This was a one-room one-teacher school with one large stove for heat and long slab benches for seats. The school encompassed up to the seventh or eighth grade and the school day was from eight a.m. to four p.m. The Saluda or Davis school combined with the Forestville school and was known as Armstrong, located in the Armstrong Community on Keeler's Bridge Road. Armstrong was to send students to Berea High as part of the Freshman Class in future years. Armstrong, although moved from its location on Keeler's Bridge Road, still sends students to the Berea Middle & Senior High schools today.
According to the Deed Books in the Greenville County Court House and to the memory of elder residents of Berea, the land for the first school to be named Berea was secured in 1885. The first Berea School consisted of two rooms which was located on property left of the current College Park Church of God on White Horse Road. The name of Berea came from a Biblical reference: In Acts 17:10,11 the people of Berea are described as having treated the Apostle Paul more kindly than did the people of Thessalonica.
Evidently, it was from this passage that the name of the church was chosen. Since the church was formed before the first known school it is assumed that the school simply used the name of the church and community. In 1900 Berea is listed in the annual report of the State Superintendent of Education as having one teacher, sixty-eight pupils and a school session lasting twenty-four weeks.
It was shortly after the High School Act of 1907 that Berea applied for accreditation as a high school. In 1911 Berea met the requirements as a Class "E" rural high school as stipulated under the High School Act of 1907. In the Annual Report to the Superintendent of Education, schools were classified as A, C, D, and E. An "E" classification was a school which offered a three year curriculum and offering not fewer than ten standard units of credit, and had two teachers who would give all their time to high school instruction, had a recitation period of forty minutes and a school year not less than thirty-two weeks. When Berea received accreditation as a high school, another room was added to the school making it a three classroom wooden structure. A supper was held in celebration of the occasion. At this time the school encompassed grades one through ten with grades eight (sixteen students), nine (four students), and ten (five students), being the secondary school. Mr. I. R. Barton was the first principal of the high school. English, Latin, United States History, math, and science comprised the curriculum.

Exercise:
According to the Berea school history, who was the first principal of the high school? Please answer in one sentence. These lines have nothing to do with the Berea school history.

Items listed in a dataset:
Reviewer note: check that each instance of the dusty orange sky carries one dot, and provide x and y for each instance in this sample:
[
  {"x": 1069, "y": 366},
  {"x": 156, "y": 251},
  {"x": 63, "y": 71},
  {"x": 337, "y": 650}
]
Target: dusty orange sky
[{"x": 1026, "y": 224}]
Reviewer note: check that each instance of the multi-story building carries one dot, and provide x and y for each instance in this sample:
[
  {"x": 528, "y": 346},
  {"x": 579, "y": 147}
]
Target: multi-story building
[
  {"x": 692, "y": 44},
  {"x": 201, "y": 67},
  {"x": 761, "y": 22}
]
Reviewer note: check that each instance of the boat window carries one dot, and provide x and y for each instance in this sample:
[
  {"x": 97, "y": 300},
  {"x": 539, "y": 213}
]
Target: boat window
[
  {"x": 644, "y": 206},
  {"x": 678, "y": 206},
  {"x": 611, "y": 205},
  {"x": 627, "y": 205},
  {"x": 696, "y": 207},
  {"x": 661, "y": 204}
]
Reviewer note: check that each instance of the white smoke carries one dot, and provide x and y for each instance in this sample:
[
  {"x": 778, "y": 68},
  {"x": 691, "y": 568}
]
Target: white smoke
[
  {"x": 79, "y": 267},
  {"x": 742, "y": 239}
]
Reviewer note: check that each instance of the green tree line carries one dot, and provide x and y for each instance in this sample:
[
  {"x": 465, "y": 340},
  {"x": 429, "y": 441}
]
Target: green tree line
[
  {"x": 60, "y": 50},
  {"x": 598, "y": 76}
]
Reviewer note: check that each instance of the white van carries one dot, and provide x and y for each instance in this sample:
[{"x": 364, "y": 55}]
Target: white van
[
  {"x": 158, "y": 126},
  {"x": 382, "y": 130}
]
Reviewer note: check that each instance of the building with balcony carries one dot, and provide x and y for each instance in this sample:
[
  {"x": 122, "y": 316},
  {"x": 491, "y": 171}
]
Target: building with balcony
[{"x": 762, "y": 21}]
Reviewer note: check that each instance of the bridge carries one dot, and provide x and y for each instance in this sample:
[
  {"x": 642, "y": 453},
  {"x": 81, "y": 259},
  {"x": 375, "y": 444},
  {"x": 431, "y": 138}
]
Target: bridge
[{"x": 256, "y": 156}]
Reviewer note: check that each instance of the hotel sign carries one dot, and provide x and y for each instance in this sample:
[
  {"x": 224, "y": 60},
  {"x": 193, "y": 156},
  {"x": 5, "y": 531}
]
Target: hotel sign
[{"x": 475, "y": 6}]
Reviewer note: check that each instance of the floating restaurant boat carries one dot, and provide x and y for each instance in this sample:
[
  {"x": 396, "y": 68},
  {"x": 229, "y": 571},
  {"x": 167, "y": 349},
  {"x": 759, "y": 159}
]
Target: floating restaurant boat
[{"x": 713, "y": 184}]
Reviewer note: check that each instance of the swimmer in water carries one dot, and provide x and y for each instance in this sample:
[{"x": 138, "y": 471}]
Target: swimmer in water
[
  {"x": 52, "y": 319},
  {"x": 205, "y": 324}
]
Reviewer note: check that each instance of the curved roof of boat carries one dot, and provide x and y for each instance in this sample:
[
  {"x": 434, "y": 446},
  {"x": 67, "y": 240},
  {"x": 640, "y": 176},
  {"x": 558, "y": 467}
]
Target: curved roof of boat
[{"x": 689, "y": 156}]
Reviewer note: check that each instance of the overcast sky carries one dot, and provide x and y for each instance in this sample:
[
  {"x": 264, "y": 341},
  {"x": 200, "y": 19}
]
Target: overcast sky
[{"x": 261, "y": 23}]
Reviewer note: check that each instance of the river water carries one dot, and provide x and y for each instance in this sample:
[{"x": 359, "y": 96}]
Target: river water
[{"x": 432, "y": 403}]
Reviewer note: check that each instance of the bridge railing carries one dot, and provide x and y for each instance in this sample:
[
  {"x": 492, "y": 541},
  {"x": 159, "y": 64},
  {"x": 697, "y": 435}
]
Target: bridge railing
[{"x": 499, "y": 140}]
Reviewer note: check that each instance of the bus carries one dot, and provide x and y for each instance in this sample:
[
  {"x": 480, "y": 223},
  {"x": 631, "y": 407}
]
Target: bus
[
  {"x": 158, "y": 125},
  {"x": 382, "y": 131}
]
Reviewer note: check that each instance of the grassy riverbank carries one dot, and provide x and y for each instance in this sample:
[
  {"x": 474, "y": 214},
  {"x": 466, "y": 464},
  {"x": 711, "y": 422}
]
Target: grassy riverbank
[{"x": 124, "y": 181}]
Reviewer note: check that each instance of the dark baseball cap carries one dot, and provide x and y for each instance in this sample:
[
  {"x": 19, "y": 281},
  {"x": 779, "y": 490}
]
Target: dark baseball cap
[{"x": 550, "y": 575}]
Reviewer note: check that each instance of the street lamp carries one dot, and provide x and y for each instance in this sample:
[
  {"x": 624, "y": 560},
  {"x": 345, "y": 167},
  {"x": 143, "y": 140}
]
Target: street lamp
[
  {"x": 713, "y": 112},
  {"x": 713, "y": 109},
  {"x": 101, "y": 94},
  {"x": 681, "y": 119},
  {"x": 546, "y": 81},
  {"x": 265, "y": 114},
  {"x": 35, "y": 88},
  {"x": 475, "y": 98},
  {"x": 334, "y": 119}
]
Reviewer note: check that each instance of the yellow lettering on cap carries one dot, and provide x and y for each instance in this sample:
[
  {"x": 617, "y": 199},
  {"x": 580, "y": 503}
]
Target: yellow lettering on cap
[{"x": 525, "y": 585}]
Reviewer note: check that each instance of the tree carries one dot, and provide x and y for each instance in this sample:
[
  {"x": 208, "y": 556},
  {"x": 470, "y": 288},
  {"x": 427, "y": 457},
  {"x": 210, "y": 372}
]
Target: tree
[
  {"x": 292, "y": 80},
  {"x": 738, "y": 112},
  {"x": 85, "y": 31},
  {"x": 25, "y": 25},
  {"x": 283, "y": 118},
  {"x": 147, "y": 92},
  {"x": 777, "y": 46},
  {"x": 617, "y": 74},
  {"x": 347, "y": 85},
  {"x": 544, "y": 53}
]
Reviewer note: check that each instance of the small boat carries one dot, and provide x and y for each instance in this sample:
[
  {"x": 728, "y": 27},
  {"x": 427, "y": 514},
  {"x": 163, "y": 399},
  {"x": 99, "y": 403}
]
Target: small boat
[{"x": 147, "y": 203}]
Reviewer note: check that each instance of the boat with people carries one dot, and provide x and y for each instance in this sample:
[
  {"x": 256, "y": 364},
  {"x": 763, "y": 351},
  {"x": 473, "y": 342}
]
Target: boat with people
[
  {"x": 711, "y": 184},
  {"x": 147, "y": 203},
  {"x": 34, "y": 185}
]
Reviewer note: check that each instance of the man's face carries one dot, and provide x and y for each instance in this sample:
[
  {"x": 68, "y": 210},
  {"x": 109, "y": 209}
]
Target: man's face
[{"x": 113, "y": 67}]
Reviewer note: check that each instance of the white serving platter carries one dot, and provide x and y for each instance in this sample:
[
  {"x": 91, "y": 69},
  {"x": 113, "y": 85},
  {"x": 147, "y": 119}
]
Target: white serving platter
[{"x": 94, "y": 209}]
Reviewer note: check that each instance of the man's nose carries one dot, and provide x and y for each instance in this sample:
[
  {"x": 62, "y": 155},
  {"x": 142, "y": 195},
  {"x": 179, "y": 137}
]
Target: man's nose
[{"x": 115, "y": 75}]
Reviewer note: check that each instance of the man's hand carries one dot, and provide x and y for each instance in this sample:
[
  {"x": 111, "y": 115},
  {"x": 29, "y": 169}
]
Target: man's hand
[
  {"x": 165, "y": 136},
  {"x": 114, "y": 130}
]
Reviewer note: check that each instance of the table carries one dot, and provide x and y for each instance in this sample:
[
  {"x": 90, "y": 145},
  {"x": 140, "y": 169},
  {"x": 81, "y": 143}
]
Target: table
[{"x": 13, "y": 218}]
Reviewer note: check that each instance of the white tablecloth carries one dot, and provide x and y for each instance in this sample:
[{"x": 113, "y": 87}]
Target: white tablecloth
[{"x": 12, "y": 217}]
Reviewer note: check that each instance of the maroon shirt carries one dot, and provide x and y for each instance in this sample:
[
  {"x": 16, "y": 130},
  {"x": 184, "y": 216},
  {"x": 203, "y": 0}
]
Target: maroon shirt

Full solution:
Mr. I. R. Barton was the first principal of the high school.